Rewrite every line of the records below, changing "outline every instance" to "segment every instance" and keeping everything else the same. Leave the pictures out.

[Outline labeling records]

┌────────

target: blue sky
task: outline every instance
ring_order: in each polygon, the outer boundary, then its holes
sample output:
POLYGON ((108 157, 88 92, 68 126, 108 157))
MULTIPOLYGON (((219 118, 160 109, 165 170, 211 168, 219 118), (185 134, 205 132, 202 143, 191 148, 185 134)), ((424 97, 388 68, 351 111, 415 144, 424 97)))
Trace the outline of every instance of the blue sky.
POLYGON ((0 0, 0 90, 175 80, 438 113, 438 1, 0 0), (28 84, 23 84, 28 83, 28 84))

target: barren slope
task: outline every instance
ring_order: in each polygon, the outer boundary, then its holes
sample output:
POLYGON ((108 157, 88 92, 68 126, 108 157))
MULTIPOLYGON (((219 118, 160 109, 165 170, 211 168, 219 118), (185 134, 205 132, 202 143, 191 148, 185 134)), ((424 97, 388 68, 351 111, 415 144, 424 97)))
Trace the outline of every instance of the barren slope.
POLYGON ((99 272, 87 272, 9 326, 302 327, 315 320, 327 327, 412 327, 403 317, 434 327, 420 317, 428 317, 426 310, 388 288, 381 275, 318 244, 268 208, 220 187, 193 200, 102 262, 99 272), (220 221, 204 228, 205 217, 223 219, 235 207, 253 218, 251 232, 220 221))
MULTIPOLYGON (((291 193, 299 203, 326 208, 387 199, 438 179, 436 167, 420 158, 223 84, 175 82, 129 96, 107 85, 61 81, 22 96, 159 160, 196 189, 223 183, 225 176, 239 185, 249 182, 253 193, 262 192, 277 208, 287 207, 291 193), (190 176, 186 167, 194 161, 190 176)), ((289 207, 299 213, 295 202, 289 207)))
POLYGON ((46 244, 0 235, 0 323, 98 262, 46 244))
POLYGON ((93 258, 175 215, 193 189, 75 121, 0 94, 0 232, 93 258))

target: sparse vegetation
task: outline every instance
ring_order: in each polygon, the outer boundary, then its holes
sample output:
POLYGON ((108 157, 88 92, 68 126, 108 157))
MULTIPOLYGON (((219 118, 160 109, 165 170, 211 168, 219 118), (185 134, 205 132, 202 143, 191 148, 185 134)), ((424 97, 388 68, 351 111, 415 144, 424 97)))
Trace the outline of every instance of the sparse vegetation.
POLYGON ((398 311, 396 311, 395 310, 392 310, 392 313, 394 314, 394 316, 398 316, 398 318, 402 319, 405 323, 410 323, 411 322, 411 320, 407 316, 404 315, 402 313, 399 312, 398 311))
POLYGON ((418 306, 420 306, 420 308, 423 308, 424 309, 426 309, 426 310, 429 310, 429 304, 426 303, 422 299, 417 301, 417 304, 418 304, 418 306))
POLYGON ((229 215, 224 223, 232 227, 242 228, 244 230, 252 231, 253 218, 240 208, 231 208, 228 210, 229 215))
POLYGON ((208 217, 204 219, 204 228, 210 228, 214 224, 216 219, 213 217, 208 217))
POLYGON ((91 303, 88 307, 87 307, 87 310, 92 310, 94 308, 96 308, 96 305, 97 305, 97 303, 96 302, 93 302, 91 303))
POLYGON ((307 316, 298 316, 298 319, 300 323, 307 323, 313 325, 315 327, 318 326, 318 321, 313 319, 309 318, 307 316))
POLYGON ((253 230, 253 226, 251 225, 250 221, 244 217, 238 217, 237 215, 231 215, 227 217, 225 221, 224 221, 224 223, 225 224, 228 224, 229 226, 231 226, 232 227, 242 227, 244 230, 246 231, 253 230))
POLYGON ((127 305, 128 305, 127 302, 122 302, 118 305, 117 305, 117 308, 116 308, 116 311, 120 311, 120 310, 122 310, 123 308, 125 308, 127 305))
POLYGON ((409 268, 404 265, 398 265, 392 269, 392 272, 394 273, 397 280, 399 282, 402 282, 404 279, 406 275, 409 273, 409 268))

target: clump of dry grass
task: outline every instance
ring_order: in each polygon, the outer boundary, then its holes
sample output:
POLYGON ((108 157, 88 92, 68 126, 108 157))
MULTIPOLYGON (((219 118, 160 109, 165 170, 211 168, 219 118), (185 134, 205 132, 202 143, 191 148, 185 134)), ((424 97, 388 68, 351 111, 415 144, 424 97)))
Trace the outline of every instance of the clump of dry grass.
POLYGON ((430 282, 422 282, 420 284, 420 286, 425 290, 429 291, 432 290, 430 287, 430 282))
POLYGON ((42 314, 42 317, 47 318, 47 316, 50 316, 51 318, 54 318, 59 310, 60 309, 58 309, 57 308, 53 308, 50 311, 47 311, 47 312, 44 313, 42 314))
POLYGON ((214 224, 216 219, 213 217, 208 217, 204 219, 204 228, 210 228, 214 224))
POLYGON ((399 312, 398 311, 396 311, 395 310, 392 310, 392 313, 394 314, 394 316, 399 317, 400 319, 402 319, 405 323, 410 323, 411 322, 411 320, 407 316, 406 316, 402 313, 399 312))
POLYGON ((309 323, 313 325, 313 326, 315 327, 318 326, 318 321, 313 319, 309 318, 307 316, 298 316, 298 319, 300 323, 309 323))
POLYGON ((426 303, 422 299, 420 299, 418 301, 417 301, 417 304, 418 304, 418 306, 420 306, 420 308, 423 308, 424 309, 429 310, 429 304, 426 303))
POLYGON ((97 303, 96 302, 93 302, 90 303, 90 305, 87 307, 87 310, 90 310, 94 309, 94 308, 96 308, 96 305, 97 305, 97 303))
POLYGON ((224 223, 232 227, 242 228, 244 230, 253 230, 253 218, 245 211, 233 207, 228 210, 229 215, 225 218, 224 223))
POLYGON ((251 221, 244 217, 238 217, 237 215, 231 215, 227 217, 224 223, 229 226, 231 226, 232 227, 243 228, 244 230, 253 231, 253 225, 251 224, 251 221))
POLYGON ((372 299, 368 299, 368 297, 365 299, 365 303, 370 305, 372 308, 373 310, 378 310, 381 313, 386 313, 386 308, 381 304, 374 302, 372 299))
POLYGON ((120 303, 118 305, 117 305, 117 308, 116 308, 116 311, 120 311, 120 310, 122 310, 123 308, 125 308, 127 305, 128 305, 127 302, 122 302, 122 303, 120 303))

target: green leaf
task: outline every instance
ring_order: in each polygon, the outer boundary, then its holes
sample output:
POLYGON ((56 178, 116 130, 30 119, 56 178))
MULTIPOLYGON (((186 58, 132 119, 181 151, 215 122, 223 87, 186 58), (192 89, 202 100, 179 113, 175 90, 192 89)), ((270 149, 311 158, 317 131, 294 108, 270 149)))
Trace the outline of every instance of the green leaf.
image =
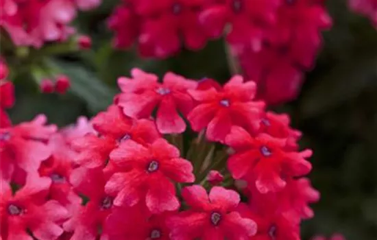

└────────

● SOLUTION
target: blue sky
task: segment every instance
ring_order: in each polygon, the outer boundary, then its holes
sample output:
POLYGON ((108 157, 88 92, 68 126, 108 157))
MULTIPOLYGON (((219 118, 160 109, 165 170, 211 168, 219 118), (185 134, 205 132, 202 143, 191 148, 185 134)), ((424 97, 388 68, 351 111, 415 144, 424 97)))
Trace the outline of every instance of the blue sky.
POLYGON ((0 0, 0 90, 175 80, 438 113, 438 1, 0 0), (28 84, 23 84, 28 83, 28 84))

target: barren slope
task: segment every instance
ring_order: in each polygon, the outer boundary, then its holes
sample output:
POLYGON ((108 157, 88 92, 68 126, 108 157))
MULTIPOLYGON (((219 118, 160 109, 165 170, 211 168, 219 118), (185 134, 205 132, 202 143, 191 148, 185 134)), ((424 97, 388 68, 351 111, 415 144, 424 97)))
Trace the outline of every instance of the barren slope.
POLYGON ((99 272, 87 272, 9 326, 302 327, 315 320, 327 327, 412 327, 403 317, 434 327, 420 317, 428 317, 426 310, 388 288, 381 275, 318 244, 268 208, 220 187, 193 200, 102 262, 99 272), (220 221, 204 228, 205 217, 223 219, 235 207, 253 218, 251 232, 220 221))
MULTIPOLYGON (((291 193, 299 203, 326 208, 387 199, 438 179, 436 167, 420 158, 223 84, 175 82, 129 96, 107 85, 61 81, 22 96, 159 160, 196 189, 223 183, 225 176, 239 185, 249 182, 253 193, 262 192, 277 208, 287 207, 291 193), (190 176, 186 167, 194 161, 190 176)), ((289 207, 299 213, 295 202, 289 207)))
POLYGON ((46 244, 0 235, 0 323, 98 262, 46 244))
POLYGON ((93 258, 175 215, 193 189, 75 121, 0 94, 0 232, 93 258))

target: sparse vegetation
task: segment every instance
ring_order: in each polygon, the outer boundary, then its holes
sample output:
POLYGON ((108 157, 88 92, 68 126, 108 157))
MULTIPOLYGON (((219 118, 160 109, 165 170, 211 168, 219 118), (185 134, 205 132, 202 143, 191 148, 185 134)), ((424 97, 388 68, 351 111, 415 144, 424 97)))
Trace the outline of every instance of the sparse vegetation.
POLYGON ((398 311, 396 311, 395 310, 392 310, 392 313, 394 314, 394 316, 398 316, 398 318, 402 319, 405 323, 410 323, 411 322, 411 320, 407 316, 404 315, 402 313, 399 312, 398 311))
POLYGON ((418 306, 420 306, 420 308, 423 308, 424 309, 426 309, 426 310, 429 310, 429 304, 426 303, 422 299, 417 301, 417 304, 418 304, 418 306))
POLYGON ((229 215, 224 223, 232 227, 242 228, 244 230, 252 231, 253 218, 240 208, 231 208, 228 210, 229 215))
POLYGON ((208 217, 204 219, 204 228, 210 228, 214 224, 216 219, 213 217, 208 217))
POLYGON ((91 303, 88 307, 87 307, 87 310, 92 310, 94 308, 96 308, 96 305, 97 305, 97 303, 96 302, 93 302, 91 303))
POLYGON ((307 316, 298 316, 298 319, 300 323, 307 323, 313 325, 315 327, 318 326, 318 321, 313 319, 309 318, 307 316))
POLYGON ((253 230, 253 226, 251 225, 250 221, 244 217, 238 217, 237 215, 231 215, 227 217, 225 221, 224 221, 224 223, 225 224, 228 224, 229 226, 231 226, 232 227, 242 227, 244 230, 246 231, 253 230))
POLYGON ((127 305, 128 305, 127 302, 122 302, 118 305, 117 305, 117 308, 116 308, 116 311, 120 311, 120 310, 122 310, 123 308, 125 308, 127 305))
POLYGON ((409 268, 404 265, 398 265, 392 269, 392 272, 394 273, 397 280, 399 282, 402 282, 404 279, 406 275, 409 273, 409 268))

target: clump of dry grass
task: segment every instance
ring_order: in each polygon, the outer boundary, then its holes
sample output:
POLYGON ((108 157, 88 92, 68 126, 108 157))
MULTIPOLYGON (((219 118, 160 109, 165 170, 211 168, 219 118), (185 134, 205 132, 202 143, 191 148, 185 134)), ((424 97, 388 68, 351 111, 415 144, 424 97)))
Trace the outline of every instance of the clump of dry grass.
POLYGON ((430 282, 422 282, 420 284, 420 286, 425 290, 429 291, 432 290, 430 287, 430 282))
POLYGON ((42 314, 42 317, 47 318, 47 316, 50 316, 51 318, 54 318, 59 310, 60 309, 58 309, 57 308, 53 308, 50 311, 47 311, 47 312, 44 313, 42 314))
POLYGON ((214 224, 216 219, 213 217, 208 217, 204 219, 204 228, 210 228, 214 224))
POLYGON ((399 312, 398 311, 396 311, 395 310, 392 310, 392 313, 394 314, 394 316, 399 317, 400 319, 402 319, 405 323, 410 323, 411 322, 411 320, 407 316, 406 316, 402 313, 399 312))
POLYGON ((309 323, 313 325, 313 326, 315 327, 318 326, 318 321, 313 319, 309 318, 307 316, 298 316, 298 319, 300 323, 309 323))
POLYGON ((426 303, 422 299, 420 299, 418 301, 417 301, 417 304, 418 304, 418 306, 420 306, 420 308, 423 308, 424 309, 429 310, 429 304, 426 303))
POLYGON ((97 303, 96 302, 93 302, 90 303, 90 305, 87 307, 87 310, 90 310, 94 309, 94 308, 96 308, 96 305, 97 305, 97 303))
POLYGON ((224 223, 232 227, 242 228, 244 230, 253 230, 253 218, 245 211, 233 207, 228 210, 229 215, 225 218, 224 223))
POLYGON ((251 221, 244 217, 238 217, 237 215, 231 215, 227 217, 224 223, 229 226, 231 226, 232 227, 243 228, 244 230, 253 231, 253 225, 251 224, 251 221))
POLYGON ((372 299, 368 299, 368 297, 365 299, 365 303, 370 305, 372 308, 373 310, 378 310, 381 313, 386 313, 386 308, 381 304, 374 302, 372 299))
POLYGON ((120 303, 118 305, 117 305, 117 308, 116 308, 116 311, 120 311, 120 310, 122 310, 123 308, 125 308, 127 305, 128 305, 127 302, 122 302, 122 303, 120 303))

target: green leaf
task: segment every instance
ring_order: in each polygon, the outer boundary, then its holes
sample output:
POLYGON ((56 178, 116 130, 30 119, 56 178))
MULTIPOLYGON (((186 58, 132 119, 181 151, 215 122, 223 87, 186 58), (192 89, 202 100, 179 113, 175 90, 192 89)), ((270 149, 311 158, 317 131, 294 108, 270 149)))
Trace the outline of every instance of the green leaf.
image =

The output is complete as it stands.